WHAT THE TASK ASKS>
Please output the lines shown below exactly as they appear.

Stored data:
********

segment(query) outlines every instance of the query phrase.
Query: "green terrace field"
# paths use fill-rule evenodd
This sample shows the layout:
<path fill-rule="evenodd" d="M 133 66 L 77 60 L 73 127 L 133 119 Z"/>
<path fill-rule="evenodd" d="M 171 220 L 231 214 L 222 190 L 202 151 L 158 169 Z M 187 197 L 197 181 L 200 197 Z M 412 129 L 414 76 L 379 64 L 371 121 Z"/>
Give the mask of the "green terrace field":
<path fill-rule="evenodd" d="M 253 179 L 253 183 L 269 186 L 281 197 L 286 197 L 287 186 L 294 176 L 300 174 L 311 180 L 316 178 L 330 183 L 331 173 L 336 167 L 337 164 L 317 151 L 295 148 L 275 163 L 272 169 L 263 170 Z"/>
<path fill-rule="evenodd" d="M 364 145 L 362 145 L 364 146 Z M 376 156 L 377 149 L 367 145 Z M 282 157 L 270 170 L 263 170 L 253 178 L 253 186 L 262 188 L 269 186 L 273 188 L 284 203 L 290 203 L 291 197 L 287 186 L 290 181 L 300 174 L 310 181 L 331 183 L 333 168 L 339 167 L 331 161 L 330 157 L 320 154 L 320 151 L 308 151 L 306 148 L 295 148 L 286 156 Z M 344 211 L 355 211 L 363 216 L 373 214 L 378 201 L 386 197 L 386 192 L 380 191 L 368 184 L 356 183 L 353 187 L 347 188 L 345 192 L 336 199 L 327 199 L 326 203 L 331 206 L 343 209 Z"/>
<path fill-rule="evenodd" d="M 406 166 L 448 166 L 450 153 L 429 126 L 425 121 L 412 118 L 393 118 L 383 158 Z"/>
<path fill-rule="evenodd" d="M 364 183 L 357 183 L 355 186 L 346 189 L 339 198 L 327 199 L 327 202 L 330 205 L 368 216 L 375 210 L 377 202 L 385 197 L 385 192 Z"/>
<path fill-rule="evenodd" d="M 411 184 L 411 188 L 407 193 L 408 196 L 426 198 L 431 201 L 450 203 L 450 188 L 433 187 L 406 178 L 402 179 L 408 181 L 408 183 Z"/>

********

PROBLEM SOLUTION>
segment(query) outlines every instance of the query phrase.
Query: "green terrace field"
# paths use fill-rule evenodd
This sample shows the layout:
<path fill-rule="evenodd" d="M 133 66 L 77 60 L 73 127 L 133 119 Z"/>
<path fill-rule="evenodd" d="M 171 220 L 231 214 L 222 190 L 202 151 L 158 169 Z M 187 197 L 197 181 L 200 197 Z M 412 129 L 414 76 L 379 64 L 371 121 Z"/>
Give the mask of the "green terrace field":
<path fill-rule="evenodd" d="M 253 179 L 253 183 L 269 186 L 281 197 L 286 197 L 287 186 L 294 176 L 300 174 L 311 180 L 316 178 L 330 183 L 331 173 L 336 167 L 337 164 L 317 151 L 295 148 L 275 163 L 272 169 L 263 170 Z"/>
<path fill-rule="evenodd" d="M 364 145 L 362 145 L 364 146 Z M 376 156 L 377 149 L 367 145 Z M 282 157 L 270 170 L 263 170 L 253 178 L 253 186 L 262 188 L 269 186 L 273 188 L 284 203 L 290 203 L 291 197 L 287 186 L 290 181 L 300 174 L 310 181 L 331 183 L 333 168 L 339 167 L 331 161 L 330 157 L 320 154 L 320 151 L 308 151 L 306 148 L 295 148 L 286 156 Z M 344 211 L 355 211 L 363 216 L 373 214 L 378 201 L 386 197 L 386 192 L 380 191 L 368 184 L 356 183 L 353 187 L 347 188 L 345 192 L 336 199 L 327 199 L 326 203 L 331 206 L 343 209 Z"/>
<path fill-rule="evenodd" d="M 406 166 L 448 166 L 450 153 L 429 126 L 425 121 L 412 118 L 393 118 L 383 158 Z"/>
<path fill-rule="evenodd" d="M 364 183 L 357 183 L 355 186 L 346 189 L 339 198 L 327 199 L 327 202 L 330 205 L 368 216 L 375 210 L 377 202 L 385 197 L 385 192 Z"/>
<path fill-rule="evenodd" d="M 411 184 L 411 188 L 407 193 L 408 196 L 426 198 L 431 201 L 450 203 L 450 188 L 433 187 L 406 178 L 402 179 L 408 181 L 408 183 Z"/>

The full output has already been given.